● **EXERCISE DATA**:
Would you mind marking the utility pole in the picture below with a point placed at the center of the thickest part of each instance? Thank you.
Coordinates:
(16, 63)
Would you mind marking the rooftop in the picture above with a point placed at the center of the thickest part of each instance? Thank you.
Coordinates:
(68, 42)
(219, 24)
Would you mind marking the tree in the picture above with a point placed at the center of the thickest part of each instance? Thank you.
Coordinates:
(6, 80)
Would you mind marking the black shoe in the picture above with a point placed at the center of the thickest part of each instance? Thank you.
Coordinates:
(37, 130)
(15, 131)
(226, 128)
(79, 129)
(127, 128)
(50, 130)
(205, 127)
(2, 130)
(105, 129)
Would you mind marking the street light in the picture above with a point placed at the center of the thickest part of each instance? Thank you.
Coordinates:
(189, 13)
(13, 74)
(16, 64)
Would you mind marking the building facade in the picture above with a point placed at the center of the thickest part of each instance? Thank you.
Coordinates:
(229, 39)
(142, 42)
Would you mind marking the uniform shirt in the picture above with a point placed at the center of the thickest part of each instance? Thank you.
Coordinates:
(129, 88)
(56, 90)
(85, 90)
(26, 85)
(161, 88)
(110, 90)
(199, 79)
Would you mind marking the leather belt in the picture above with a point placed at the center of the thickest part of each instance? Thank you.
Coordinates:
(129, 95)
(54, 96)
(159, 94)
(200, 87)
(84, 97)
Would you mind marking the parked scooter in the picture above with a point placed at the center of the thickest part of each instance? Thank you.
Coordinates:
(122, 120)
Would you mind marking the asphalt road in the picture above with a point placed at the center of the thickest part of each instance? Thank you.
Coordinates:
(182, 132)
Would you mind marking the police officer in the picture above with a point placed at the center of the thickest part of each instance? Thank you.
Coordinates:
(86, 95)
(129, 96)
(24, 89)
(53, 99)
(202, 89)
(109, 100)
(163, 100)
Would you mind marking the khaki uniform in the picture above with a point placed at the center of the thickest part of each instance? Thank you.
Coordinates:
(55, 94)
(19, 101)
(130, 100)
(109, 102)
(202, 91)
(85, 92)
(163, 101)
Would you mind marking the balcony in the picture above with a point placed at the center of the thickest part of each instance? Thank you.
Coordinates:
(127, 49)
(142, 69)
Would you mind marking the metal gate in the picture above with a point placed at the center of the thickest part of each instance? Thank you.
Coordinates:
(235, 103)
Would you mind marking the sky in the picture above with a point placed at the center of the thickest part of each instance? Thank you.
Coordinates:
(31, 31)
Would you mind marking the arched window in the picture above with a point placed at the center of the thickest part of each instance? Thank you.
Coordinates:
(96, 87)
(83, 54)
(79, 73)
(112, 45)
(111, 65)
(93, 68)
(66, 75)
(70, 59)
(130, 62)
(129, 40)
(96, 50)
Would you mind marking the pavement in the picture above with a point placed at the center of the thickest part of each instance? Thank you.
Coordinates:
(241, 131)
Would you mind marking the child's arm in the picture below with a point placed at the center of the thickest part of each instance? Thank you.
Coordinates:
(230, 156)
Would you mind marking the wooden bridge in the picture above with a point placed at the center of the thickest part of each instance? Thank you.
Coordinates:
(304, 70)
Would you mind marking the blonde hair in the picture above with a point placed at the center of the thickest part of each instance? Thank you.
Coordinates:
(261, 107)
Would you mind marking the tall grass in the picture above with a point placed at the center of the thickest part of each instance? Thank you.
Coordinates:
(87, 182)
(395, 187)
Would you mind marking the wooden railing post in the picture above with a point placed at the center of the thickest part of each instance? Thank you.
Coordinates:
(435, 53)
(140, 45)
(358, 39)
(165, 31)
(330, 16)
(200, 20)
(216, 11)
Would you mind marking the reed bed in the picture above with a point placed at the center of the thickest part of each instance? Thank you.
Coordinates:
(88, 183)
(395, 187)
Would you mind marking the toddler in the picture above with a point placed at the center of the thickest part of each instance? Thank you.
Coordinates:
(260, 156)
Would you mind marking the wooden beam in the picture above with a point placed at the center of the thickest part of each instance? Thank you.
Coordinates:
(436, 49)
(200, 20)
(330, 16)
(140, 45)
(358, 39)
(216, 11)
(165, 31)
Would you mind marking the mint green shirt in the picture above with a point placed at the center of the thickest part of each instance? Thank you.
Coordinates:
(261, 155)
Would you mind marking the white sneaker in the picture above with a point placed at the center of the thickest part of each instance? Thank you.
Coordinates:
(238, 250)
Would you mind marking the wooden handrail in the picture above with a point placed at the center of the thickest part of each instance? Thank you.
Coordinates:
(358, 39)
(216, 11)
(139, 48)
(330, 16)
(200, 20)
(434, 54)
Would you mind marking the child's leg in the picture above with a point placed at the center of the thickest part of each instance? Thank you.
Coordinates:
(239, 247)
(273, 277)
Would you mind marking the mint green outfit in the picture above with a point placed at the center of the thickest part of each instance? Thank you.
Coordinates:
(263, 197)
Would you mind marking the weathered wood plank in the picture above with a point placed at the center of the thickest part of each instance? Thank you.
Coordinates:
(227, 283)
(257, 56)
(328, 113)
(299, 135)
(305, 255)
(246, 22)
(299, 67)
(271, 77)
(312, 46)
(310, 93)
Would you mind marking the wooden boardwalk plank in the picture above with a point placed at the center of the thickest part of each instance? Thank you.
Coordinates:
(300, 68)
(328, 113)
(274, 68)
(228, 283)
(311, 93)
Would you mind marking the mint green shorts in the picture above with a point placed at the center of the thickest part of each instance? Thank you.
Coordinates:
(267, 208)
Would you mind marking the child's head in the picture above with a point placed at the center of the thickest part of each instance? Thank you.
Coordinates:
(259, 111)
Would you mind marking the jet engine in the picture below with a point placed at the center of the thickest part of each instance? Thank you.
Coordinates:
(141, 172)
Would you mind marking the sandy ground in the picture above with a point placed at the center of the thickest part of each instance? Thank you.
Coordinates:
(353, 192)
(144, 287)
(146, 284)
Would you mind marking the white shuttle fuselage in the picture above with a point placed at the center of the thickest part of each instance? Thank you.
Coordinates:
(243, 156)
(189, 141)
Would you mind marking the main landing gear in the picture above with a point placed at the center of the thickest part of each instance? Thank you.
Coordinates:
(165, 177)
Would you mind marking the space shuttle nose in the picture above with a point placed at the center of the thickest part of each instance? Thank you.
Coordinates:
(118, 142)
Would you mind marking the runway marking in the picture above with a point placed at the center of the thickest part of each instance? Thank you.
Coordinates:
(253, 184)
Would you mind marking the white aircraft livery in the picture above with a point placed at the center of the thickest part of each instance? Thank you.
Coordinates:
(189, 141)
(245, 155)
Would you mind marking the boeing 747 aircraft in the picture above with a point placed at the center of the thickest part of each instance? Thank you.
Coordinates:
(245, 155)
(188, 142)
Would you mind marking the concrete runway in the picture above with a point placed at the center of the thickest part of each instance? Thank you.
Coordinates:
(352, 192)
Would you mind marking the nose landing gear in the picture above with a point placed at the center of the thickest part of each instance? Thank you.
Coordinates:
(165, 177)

● **YOUR INSTRUCTIONS**: Rewrite the records as a two-column CSV with the columns request and answer, one row per request, starting with the line that contains "Would you mind marking the white aircraft" and going on through the end of the records. Put the request text and its answer each in a single quoted field, and turn line breaks into spaces.

● **SOLUTION BELOW**:
request,answer
"Would you mind marking the white aircraft livery in the picture above with a point placed at the center of the thickest part of each instance? Thank you. Coordinates:","(189, 141) (245, 155)"
"Would you mind marking the boeing 747 aircraft in the picture above with a point placed at the center of the thickest part of each instance? Thank you. Coordinates:","(245, 155) (188, 142)"
"Would you mind marking the concrete runway in the picture above with a point placed at the center of the thickest part of each instance? Thank you. Coordinates:","(352, 192)"
"Would you mind marking the nose landing gear in the picture above with a point placed at the center of the thickest part of each instance? Thank you. Coordinates:","(165, 177)"